Exercise task: Print the passage of the review of the book on Elvis Presley's army years from "And after being" to "to the story.", word for word.

Quoted passage:

Monday, August 30, 2021

August 30 - Review - The Army Years Uncovered

Trina Young published her third book on Elvis Presley. After delving into the legend behind Presley and the “love and rivalry” between the Beatles and Elvis, she now investigated the two years that Elvis served his country and how that changed his life. 

While some may think that stepping out of the spotlights at the height of his popularity, serving almost two years as a G.I. 53310761 in Germany following orders from Uncle Sam was mostly uneventful. Reality is on the contrary. Out of the spotlight and behind the scenes, several impactful “events” took place that would indeed redefine, reshape and revamp his life and career, both negatively and positively. 

And let’s not forget, Elvis’ did not swap his guitar for an army rifle to film ‘G.I. Blues’. “It was more like war than you might think,” Presley’s fellow soldier, Rex Mansfield said. “It was not peacetime. It was ‘be ready’ time… We’d been warned (war with Russia) could happen at any time.” 

Upon his release in March 1960, Elvis told reporters that he wanted to write a book about it someday, but he never did. 

In the book 'Elvis: The Army Years Uncovered - Behind the Scenes of the Two Years that Changed The King of Rock and Roll's Life' Trina Young goes behind the superficial public relations story of Presley’s army years. As the author notes: “The 17 months out of the U.S. public spotlight offered Elvis a time to live like a normal person again, to a degree. In fact, since becoming a household name in 1956, this would be the only time in the remainder of Presley’s career until his death in 1977 that Colonel Parker would not be there to exert management control over his client.” 

And after being mobbed again during the filming of ‘King Creole’, having to “escape from his fans” by climbing up to the roof and then cross over to the roof of another building to save himself, you can imagine Elvis himself would enjoy some time away and a little distance to those fans. 


The book comes as a paperback and e-book and is primarily a text-book with 25 short chapters on almost 200 pages. It includes eight pages with black and white illustrations presenting various pictures of documents, people, and some memorabilia relevant to the story. 

You can see the author is an experienced writer as she has an entertaining and colorful writing style. The book also shows that Young is s professional journalist who did her homework as the book includes 20 pages of notes and used sources. 

The use of the many quotes from people who were there when it happened make the text come alive and add to the credibility. 


The book opens setting the scene for Elvis’ Army years detailing the positive and negative reactions on Elvis’ draft, running all the way up to President Eisenhower who had an opinion on his new soldier. 

Funny to read are the letters from fans to people from the president of the U.S. to the public information officers at Fort Chaffee (one of them being the father of Elvis’ last girlfriend Ginger Alden): 

Dear President Eisenhower,

My girlfriends and I are writing all the way from Montana. We think it’s bad enough to send Elvis Presley in the Army, but if you cut his sideburns off, we will just die! You don’t know how we feel about him.

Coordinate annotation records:
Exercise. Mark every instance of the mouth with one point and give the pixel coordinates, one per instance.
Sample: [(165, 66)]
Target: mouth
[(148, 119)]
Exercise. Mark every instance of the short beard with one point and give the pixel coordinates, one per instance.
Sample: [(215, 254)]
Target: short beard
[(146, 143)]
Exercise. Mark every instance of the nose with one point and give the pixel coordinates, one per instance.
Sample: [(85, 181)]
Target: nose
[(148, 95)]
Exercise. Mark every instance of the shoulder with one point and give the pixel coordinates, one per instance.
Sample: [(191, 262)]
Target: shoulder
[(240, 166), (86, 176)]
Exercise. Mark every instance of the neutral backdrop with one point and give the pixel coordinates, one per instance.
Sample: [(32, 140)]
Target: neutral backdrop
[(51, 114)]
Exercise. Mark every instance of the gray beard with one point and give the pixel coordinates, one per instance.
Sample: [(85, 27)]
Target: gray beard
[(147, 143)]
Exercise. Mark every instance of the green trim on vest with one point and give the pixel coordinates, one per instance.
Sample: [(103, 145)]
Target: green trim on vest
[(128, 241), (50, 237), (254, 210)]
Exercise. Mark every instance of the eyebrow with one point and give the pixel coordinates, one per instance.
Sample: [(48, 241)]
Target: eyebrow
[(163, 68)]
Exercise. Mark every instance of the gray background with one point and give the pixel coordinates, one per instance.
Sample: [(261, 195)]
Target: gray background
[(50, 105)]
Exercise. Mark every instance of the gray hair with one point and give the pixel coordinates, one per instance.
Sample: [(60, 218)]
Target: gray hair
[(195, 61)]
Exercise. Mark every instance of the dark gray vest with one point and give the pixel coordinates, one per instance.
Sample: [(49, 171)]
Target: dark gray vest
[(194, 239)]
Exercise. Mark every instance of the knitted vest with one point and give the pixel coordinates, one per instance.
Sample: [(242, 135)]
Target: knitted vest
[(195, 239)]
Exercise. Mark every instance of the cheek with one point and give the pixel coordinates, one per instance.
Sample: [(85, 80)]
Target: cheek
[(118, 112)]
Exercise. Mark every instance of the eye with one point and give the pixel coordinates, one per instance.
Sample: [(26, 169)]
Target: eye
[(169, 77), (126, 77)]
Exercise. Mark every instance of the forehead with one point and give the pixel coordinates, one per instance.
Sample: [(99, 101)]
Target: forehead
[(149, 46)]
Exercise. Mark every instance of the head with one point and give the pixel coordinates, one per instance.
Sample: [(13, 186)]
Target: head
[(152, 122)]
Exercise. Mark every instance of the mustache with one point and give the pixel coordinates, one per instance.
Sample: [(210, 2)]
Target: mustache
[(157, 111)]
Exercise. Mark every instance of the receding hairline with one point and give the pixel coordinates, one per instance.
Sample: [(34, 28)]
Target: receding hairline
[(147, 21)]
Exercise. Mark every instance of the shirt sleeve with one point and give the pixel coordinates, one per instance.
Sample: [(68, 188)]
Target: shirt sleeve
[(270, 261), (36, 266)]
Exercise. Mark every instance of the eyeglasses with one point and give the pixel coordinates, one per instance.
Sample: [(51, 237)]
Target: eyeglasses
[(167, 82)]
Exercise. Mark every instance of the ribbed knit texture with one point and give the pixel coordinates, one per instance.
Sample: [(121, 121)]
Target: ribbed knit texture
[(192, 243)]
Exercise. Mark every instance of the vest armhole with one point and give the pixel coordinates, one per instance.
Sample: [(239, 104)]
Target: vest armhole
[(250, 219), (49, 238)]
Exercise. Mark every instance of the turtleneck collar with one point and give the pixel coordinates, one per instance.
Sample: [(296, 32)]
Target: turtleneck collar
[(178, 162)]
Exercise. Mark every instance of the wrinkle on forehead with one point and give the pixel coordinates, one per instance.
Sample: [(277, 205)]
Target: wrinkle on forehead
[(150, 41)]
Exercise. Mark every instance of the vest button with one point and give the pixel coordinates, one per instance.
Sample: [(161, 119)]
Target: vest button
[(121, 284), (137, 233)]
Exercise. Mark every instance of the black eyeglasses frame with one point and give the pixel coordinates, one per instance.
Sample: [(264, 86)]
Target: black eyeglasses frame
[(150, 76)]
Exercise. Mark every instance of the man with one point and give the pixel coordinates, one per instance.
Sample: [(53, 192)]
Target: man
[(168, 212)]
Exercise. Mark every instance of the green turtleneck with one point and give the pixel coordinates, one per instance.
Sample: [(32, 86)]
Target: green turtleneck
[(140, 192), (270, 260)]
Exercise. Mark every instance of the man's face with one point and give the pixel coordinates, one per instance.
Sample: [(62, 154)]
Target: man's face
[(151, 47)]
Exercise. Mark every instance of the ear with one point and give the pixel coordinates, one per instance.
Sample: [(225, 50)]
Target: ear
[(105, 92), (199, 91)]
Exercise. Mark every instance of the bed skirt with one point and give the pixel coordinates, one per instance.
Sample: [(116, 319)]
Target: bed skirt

Full answer:
And after being mobbed again during the filming of ‘King Creole’, having to “escape from his fans” by climbing up to the roof and then cross over to the roof of another building to save himself, you can imagine Elvis himself would enjoy some time away and a little distance to those fans. 


The book comes as a paperback and e-book and is primarily a text-book with 25 short chapters on almost 200 pages. It includes eight pages with black and white illustrations presenting various pictures of documents, people, and some memorabilia relevant to the story.